=== Supplied entries ===

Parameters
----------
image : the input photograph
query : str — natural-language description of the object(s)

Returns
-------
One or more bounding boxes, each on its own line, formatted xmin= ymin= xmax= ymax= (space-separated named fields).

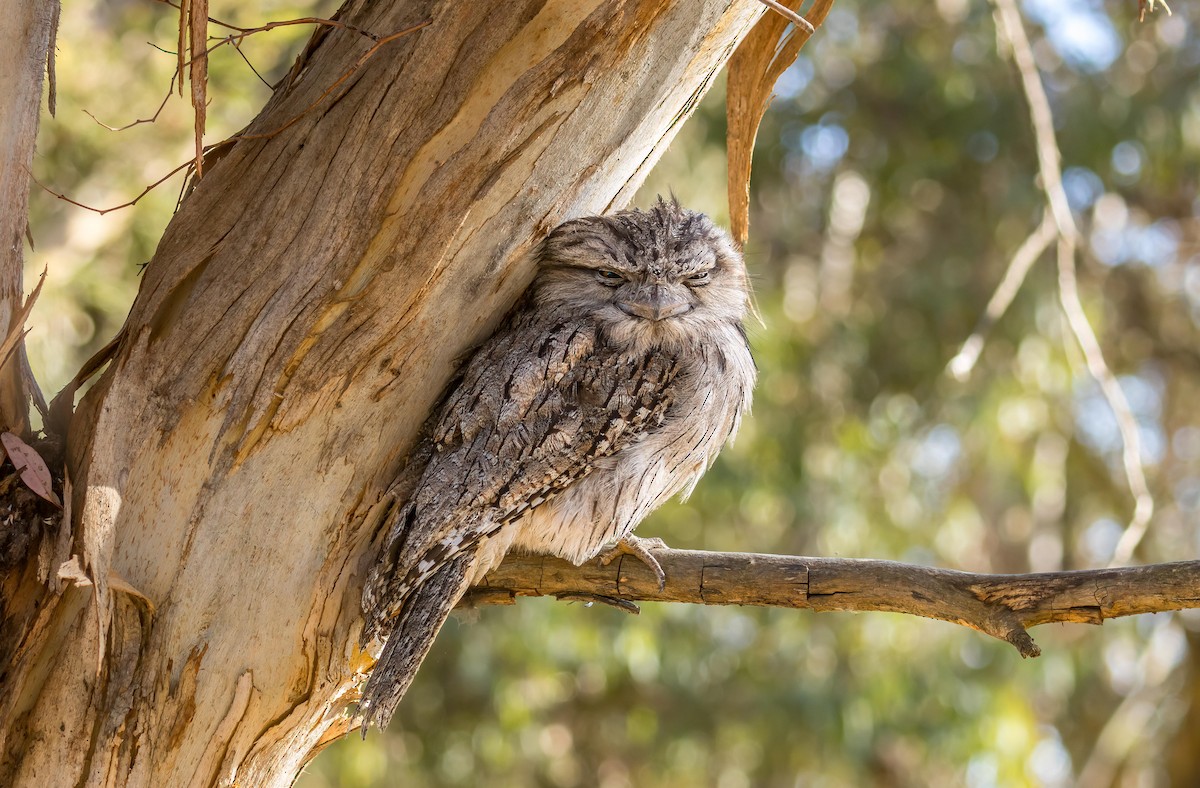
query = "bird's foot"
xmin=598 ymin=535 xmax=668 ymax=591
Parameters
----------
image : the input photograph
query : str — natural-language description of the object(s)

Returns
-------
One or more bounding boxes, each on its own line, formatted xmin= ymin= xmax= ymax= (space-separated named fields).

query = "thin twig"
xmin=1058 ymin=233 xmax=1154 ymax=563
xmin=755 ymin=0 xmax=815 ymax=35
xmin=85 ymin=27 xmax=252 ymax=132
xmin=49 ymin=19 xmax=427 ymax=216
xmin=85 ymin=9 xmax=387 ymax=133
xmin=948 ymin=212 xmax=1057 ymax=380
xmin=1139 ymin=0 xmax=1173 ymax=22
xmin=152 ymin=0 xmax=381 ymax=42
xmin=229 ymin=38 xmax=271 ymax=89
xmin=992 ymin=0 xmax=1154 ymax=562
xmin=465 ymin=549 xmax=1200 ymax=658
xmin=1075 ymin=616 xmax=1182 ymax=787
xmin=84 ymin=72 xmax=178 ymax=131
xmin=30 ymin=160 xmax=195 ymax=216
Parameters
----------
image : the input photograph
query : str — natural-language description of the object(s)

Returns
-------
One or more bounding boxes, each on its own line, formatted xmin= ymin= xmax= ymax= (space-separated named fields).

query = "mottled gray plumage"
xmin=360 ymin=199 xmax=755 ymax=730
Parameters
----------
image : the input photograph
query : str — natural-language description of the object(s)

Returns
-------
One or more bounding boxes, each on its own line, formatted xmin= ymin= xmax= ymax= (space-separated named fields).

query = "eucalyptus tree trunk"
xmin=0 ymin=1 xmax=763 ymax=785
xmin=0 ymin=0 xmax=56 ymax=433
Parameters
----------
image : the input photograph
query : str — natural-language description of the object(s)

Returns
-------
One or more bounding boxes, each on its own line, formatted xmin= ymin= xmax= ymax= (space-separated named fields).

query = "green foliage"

===

Leaving pictures aside, write out each record above exactly as given.

Parameters
----------
image : the input photograph
query : str — natural-language description of the object(s)

Returns
-------
One or more bounding boxes, each on its own line, formatted xmin= ymin= xmax= ymax= (space-separated named fields).

query = "bird's foot"
xmin=598 ymin=535 xmax=668 ymax=591
Parameters
----------
image : the input photograph
query : str — natural-language description of the object(s)

Returns
-------
One or more bounding boxes, each on its own line, formatted xmin= ymin= xmax= ymax= (space-separated named fields).

query = "thin twig"
xmin=1058 ymin=233 xmax=1154 ymax=563
xmin=755 ymin=0 xmax=815 ymax=35
xmin=85 ymin=27 xmax=252 ymax=132
xmin=49 ymin=19 xmax=427 ymax=216
xmin=85 ymin=9 xmax=387 ymax=133
xmin=948 ymin=212 xmax=1057 ymax=380
xmin=1139 ymin=0 xmax=1173 ymax=22
xmin=152 ymin=0 xmax=381 ymax=42
xmin=229 ymin=38 xmax=271 ymax=89
xmin=992 ymin=0 xmax=1154 ymax=562
xmin=465 ymin=549 xmax=1200 ymax=658
xmin=1075 ymin=616 xmax=1182 ymax=787
xmin=84 ymin=72 xmax=178 ymax=131
xmin=30 ymin=160 xmax=195 ymax=216
Parameters
----------
image : the input photograph
query : str — natural-language description of the object(s)

Returns
-------
One or more bounding boxes, each on its own line, formatted xmin= ymin= xmax= ymax= (space-separated named fields).

query = "mottled gray plumage"
xmin=360 ymin=199 xmax=755 ymax=730
Parameters
----------
image : the input photograph
query : str — natural-language description of the object(s)

Returns
-------
One or more bounding boxes, each on its own line, formatted xmin= ymin= xmax= ymax= (space-separated named fields).

query = "eucalyptus tree trunk"
xmin=0 ymin=1 xmax=763 ymax=785
xmin=0 ymin=0 xmax=56 ymax=433
Parameters
----------
image : the input photograph
query : str — natural-language description of the object(s)

Returns
-------
One or more bounding boxes, each on its own line, formatted xmin= ymin= xmax= ymax= (space-separated named fields).

query = "green foliage"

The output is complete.